List every distinct number of bytes mentioned in the thread below about safe UDP packet sizes.

> Supplied text:
□ □ □ □

What is the largest Safe UDP Packet Size on the Internet

I've read a number of articles about UDP packet sizes but have been unable to come to a conclusion on whats correct.

A number of services restrict the largest UDP packet to 512 bytes (like dns)

Given the minimum [MTU][1] on the internet is 576 , and the size of the IPv4 header is 20 bytes, and the UDP header 8 bytes. This leaves 548 bytes available for user data

Would I be able to use packets up to the size of 548 without packet fragmentation? Or is there something the creators of DNS knew about, and that why they restricted it to 512 bytes.

Could I even go higher than 548 bytes safely?

[1]: http://en.wikipedia.org/wiki/Maximum_transmission_unit "Maximum Transmission Unit"

It is true that a typical IPv4 header is 20 bytes, and the UDP header is 8 bytes. However it is possible to include IP options which can increase the size of the IP header to as much as 60 bytes. In addition, sometimes it is necessary for intermediate nodes to encapsulate datagrams inside of another protocol such as [IPsec][1] (used for VPNs and the like) in order to route the packet to its destination. So if you do not know the [MTU][2] on your particular network path, it is best to leave a reasonable margin for other header information that you may not have anticipated. A 512-byte UDP payload is generally considered to do that, although even that does not leave quite enough space for a maximum size IP header.

[1]: http://en.wikipedia.org/wiki/IPsec "Internet Protocol Security" [2]: http://en.wikipedia.org/wiki/Maximum_transmission_unit "Maximum Transmission Unit"

The maximum safe UDP payload is 508 bytes. This is a packet size of 576 (the "minimum maximum reassembly buffer size"), minus the maximum 60-byte IP header and the 8-byte UDP header.

□ □ □ □

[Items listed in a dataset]

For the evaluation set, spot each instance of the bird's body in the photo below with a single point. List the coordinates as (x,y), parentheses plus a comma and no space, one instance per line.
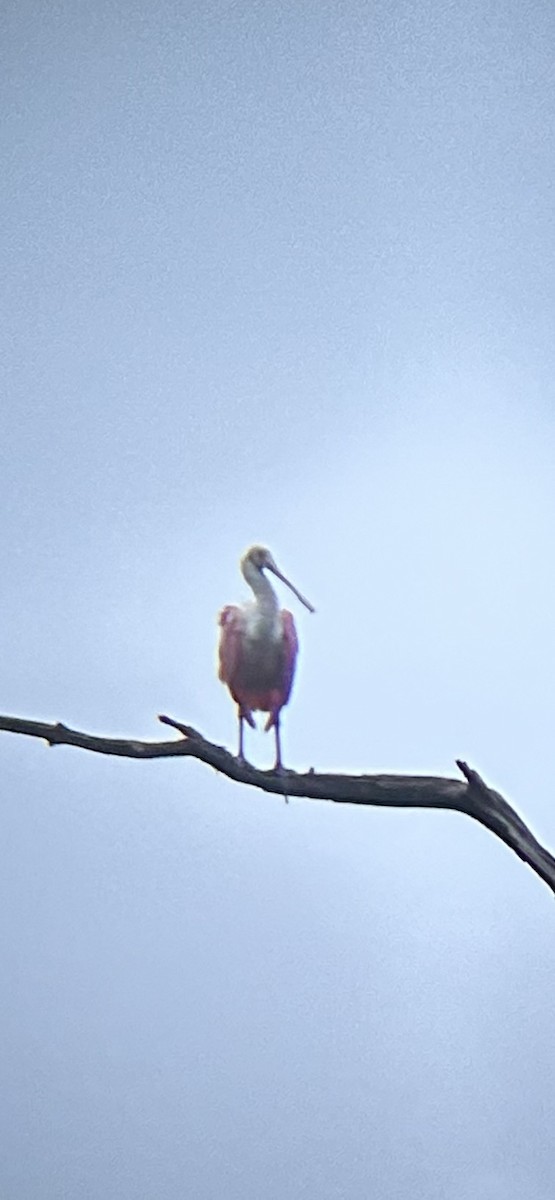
(258,647)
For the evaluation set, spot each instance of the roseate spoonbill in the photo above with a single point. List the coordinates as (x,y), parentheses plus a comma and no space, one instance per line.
(258,647)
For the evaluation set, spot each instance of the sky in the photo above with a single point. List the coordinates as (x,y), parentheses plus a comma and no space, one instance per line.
(276,274)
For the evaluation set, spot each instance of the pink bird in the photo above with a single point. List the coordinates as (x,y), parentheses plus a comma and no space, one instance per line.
(258,647)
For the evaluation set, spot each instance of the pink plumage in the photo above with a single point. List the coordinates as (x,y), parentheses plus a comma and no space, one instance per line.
(258,647)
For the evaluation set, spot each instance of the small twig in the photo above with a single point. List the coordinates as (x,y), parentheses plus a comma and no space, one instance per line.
(472,797)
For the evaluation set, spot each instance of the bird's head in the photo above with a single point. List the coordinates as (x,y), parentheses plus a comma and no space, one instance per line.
(261,559)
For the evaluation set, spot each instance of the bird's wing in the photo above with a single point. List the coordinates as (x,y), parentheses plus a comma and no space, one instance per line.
(291,643)
(230,642)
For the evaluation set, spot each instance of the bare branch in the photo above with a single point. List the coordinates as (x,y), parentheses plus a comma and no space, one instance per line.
(471,797)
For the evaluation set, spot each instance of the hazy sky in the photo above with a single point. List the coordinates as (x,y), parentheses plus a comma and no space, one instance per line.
(278,273)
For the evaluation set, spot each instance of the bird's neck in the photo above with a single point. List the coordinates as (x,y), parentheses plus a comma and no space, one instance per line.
(262,588)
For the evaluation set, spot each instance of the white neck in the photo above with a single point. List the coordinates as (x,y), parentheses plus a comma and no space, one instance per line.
(262,588)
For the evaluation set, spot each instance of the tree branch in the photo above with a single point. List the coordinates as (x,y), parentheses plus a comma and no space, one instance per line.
(471,797)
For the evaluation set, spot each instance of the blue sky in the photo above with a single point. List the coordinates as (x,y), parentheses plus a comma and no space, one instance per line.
(280,275)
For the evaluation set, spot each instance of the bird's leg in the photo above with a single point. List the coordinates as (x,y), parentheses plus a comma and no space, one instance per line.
(240,753)
(278,765)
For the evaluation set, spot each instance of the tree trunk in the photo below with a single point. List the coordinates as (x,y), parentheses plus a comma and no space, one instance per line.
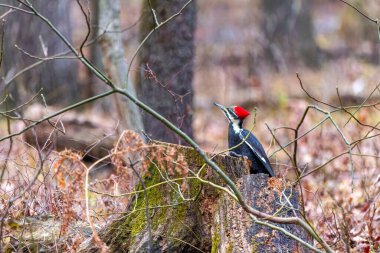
(240,234)
(166,68)
(115,63)
(58,78)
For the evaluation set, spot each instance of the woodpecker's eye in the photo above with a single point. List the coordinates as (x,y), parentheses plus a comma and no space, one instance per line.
(241,112)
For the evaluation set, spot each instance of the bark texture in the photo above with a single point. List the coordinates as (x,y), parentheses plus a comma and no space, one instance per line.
(234,231)
(58,78)
(166,67)
(115,63)
(212,222)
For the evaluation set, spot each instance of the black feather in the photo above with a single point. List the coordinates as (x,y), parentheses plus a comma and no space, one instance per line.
(251,148)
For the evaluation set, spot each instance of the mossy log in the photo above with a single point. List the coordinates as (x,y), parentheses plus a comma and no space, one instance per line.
(211,221)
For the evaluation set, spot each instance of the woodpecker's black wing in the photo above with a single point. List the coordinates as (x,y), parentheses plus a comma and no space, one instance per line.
(257,149)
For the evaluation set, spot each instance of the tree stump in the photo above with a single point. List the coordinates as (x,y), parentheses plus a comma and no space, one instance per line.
(212,221)
(234,231)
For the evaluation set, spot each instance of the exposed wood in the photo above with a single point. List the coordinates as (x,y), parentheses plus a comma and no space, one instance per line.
(234,231)
(213,222)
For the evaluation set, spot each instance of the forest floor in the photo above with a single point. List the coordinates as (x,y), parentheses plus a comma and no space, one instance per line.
(341,200)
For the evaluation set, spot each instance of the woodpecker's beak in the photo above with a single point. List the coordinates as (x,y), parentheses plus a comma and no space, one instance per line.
(221,107)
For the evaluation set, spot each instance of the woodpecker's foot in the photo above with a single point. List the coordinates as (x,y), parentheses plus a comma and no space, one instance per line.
(234,154)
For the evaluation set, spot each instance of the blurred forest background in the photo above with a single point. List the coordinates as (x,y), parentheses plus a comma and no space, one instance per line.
(244,52)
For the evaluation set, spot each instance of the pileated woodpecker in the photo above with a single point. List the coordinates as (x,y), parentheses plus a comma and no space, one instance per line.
(251,147)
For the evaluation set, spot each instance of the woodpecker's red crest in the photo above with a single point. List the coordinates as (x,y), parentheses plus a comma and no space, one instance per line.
(241,112)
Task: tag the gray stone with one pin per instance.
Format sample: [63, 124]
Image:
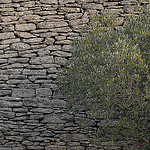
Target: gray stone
[23, 92]
[43, 92]
[7, 35]
[25, 27]
[42, 60]
[19, 46]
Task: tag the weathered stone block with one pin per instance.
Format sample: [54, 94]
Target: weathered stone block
[7, 35]
[42, 60]
[25, 27]
[49, 1]
[23, 92]
[43, 92]
[24, 35]
[19, 46]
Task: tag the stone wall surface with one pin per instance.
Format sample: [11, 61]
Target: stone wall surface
[35, 38]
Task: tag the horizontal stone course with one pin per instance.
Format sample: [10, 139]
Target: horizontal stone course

□ □ □ □

> Solution to the problem: 512, 576, 20, 8, 548, 60, 508